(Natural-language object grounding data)
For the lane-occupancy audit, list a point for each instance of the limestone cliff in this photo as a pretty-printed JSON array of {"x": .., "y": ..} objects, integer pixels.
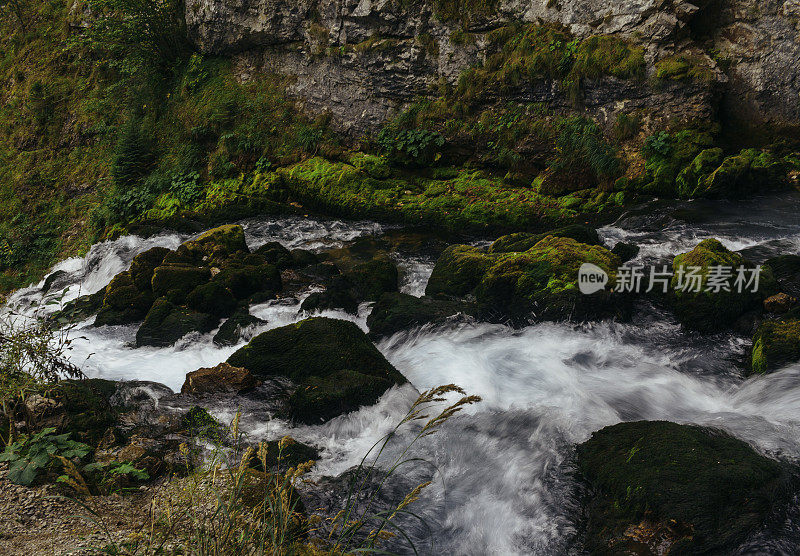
[{"x": 362, "y": 60}]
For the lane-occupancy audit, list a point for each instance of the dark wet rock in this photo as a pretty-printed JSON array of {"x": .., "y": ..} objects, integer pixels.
[
  {"x": 79, "y": 309},
  {"x": 399, "y": 311},
  {"x": 276, "y": 254},
  {"x": 143, "y": 266},
  {"x": 166, "y": 323},
  {"x": 302, "y": 258},
  {"x": 213, "y": 299},
  {"x": 662, "y": 488},
  {"x": 337, "y": 295},
  {"x": 458, "y": 271},
  {"x": 216, "y": 245},
  {"x": 221, "y": 378},
  {"x": 232, "y": 330},
  {"x": 780, "y": 303},
  {"x": 59, "y": 276},
  {"x": 368, "y": 267},
  {"x": 249, "y": 276},
  {"x": 625, "y": 251},
  {"x": 786, "y": 269},
  {"x": 776, "y": 343},
  {"x": 123, "y": 303},
  {"x": 178, "y": 278},
  {"x": 523, "y": 241},
  {"x": 709, "y": 310},
  {"x": 336, "y": 367}
]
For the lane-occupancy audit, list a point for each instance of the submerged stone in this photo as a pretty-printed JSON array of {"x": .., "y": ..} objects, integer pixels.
[
  {"x": 166, "y": 323},
  {"x": 336, "y": 367},
  {"x": 715, "y": 310}
]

> **Exercise aim**:
Please set the records down again exactly as written. The pictures should not be included.

> **Your solution**:
For the lane-occupancy audit, list a point for each instance of the limestone cliff in this photo as a pretty-printed JSON array of {"x": .., "y": ..} objects, integer pixels.
[{"x": 362, "y": 60}]
For the lane-occupancy audit, list a point for each instance of the dark wet rock in this photo as a pretty-printed JSON array of {"x": .., "y": ..} objects, integer pixels.
[
  {"x": 79, "y": 309},
  {"x": 399, "y": 311},
  {"x": 276, "y": 254},
  {"x": 143, "y": 266},
  {"x": 166, "y": 323},
  {"x": 302, "y": 258},
  {"x": 213, "y": 299},
  {"x": 662, "y": 488},
  {"x": 337, "y": 295},
  {"x": 458, "y": 271},
  {"x": 216, "y": 245},
  {"x": 221, "y": 378},
  {"x": 232, "y": 330},
  {"x": 780, "y": 303},
  {"x": 59, "y": 276},
  {"x": 368, "y": 267},
  {"x": 249, "y": 276},
  {"x": 625, "y": 251},
  {"x": 786, "y": 269},
  {"x": 776, "y": 343},
  {"x": 123, "y": 303},
  {"x": 178, "y": 278},
  {"x": 523, "y": 241},
  {"x": 709, "y": 310},
  {"x": 336, "y": 367}
]
For the lane-occupancy audit, list a point for each instance of the submerged stone in this photo as a pretty-printed JSON array of {"x": .., "y": ..} objects, integer pixels.
[
  {"x": 166, "y": 323},
  {"x": 336, "y": 367},
  {"x": 715, "y": 310}
]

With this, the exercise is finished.